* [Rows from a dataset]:
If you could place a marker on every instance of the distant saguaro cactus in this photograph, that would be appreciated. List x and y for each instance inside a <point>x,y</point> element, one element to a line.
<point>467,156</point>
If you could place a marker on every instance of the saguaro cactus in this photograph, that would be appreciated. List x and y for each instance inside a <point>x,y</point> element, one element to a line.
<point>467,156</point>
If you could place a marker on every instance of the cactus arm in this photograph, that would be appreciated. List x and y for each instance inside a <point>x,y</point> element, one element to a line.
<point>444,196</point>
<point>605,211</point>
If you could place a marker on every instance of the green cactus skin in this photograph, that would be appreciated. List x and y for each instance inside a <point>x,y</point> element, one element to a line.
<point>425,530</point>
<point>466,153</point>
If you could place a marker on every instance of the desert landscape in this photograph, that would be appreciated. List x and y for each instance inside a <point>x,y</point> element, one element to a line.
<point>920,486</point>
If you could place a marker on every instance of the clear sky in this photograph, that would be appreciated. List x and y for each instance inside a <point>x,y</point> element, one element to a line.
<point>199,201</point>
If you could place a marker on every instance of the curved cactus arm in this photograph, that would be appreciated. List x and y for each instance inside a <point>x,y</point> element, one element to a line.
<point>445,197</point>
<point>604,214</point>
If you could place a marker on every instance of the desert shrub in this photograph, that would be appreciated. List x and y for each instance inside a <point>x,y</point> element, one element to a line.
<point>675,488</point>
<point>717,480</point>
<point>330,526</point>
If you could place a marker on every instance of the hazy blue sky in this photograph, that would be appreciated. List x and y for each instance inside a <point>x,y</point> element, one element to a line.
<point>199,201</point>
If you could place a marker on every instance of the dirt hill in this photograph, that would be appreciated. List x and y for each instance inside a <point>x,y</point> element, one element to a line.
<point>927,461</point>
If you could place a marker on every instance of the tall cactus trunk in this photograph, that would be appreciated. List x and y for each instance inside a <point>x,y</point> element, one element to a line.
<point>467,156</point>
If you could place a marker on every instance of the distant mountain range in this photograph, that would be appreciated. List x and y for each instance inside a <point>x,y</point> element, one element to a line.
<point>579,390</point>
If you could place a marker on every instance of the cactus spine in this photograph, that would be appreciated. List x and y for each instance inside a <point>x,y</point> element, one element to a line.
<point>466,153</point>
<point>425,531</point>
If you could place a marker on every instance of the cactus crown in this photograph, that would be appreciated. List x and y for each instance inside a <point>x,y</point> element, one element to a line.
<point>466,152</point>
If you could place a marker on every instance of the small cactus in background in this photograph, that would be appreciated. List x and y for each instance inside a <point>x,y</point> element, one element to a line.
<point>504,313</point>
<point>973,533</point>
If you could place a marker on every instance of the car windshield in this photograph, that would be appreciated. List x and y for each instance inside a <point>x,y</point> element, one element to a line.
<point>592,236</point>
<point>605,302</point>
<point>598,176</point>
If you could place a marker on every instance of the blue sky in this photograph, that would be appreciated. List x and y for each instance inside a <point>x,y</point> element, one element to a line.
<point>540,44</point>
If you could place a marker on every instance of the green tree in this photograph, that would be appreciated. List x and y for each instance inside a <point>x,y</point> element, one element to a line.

* [TASK STATEMENT]:
Resize the stretch of items from the line containing "of the saguaro" through the line containing "<point>604,214</point>", both included. Reproduce every line with the requests unchanged, multiplying each point coordinate in the answers by 2.5 and rounding to whole numbers, with halves rounded up.

* [TASK OUTPUT]:
If you could place a marker on every instance of the saguaro cactus in this photograph, that would be appreciated. List x and y for each instance inside a <point>x,y</point> element, one element to a line.
<point>1168,390</point>
If you could place a marker on every instance of the cactus arm in this photograph, that would be appreciated. List x and y for each instance inside a <point>x,y</point> element, one element to a line.
<point>1110,490</point>
<point>1513,528</point>
If you could place a marker on every instance of the green cactus skin in this photograph, that would be appreciated. List x and y for each instance inside a <point>x,y</point> element, one element to a line.
<point>1063,1325</point>
<point>1165,383</point>
If you could place a marker on every instance of the desert landscape in this photograph, that would be appreciated. List x and y for each instance inside a <point>x,y</point> element, one element to a line.
<point>2300,1215</point>
If you could place a marker on every instance of the clear sky in this photograph, that would be appreciated. List x and y for each instance inside a <point>x,y</point> element, one element to a line.
<point>498,503</point>
If you could place a marker on every instance of the curved cactus arm in this photograph, that would be appreciated. List x and y for each instance inside a <point>x,y</point> element, one element to a line.
<point>1113,493</point>
<point>1510,535</point>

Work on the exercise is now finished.